- Exercise -
Locate the line that contains "leaf in this photo.". Copy it and every following line through the end of the records, exactly, and include nothing else.

•••

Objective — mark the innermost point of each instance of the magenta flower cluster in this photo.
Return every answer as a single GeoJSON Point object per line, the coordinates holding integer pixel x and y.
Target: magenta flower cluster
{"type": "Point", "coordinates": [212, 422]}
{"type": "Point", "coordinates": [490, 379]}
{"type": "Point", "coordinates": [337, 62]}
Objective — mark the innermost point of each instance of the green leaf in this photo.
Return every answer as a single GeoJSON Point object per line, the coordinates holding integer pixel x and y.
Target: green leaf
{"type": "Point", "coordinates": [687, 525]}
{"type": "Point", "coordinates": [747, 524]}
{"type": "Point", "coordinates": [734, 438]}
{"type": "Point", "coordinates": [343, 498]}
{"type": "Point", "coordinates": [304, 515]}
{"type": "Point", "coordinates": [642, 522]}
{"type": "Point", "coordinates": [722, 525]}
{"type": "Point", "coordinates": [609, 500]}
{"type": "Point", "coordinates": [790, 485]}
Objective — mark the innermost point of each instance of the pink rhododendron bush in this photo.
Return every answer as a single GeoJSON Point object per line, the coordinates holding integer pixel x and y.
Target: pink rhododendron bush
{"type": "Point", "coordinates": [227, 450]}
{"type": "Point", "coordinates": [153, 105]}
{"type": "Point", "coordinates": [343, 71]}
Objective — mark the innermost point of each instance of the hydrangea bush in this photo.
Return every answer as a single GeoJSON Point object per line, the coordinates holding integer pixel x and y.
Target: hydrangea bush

•••

- Complete output -
Objective — mark the innermost point of each instance of the green leaf in this photo.
Return every answer as a single GeoJSON Point object per line, the coordinates holding integer pixel x and y.
Target: green leaf
{"type": "Point", "coordinates": [687, 525]}
{"type": "Point", "coordinates": [747, 524]}
{"type": "Point", "coordinates": [734, 438]}
{"type": "Point", "coordinates": [343, 498]}
{"type": "Point", "coordinates": [304, 515]}
{"type": "Point", "coordinates": [642, 522]}
{"type": "Point", "coordinates": [722, 525]}
{"type": "Point", "coordinates": [609, 500]}
{"type": "Point", "coordinates": [790, 485]}
Objective — mark the innermost point of each instance of the pink rhododendron bush in this photo.
Return every answer as a single GeoJSON Point object per line, the coordinates holding integer pixel x and y.
Target: pink rhododendron bush
{"type": "Point", "coordinates": [227, 450]}
{"type": "Point", "coordinates": [153, 105]}
{"type": "Point", "coordinates": [343, 71]}
Objective — mark the innermost point of each instance of the hydrangea bush in this photo.
Return every answer as a single GeoJSON Point object per line, the coordinates holding integer pixel x and y.
Target: hydrangea bush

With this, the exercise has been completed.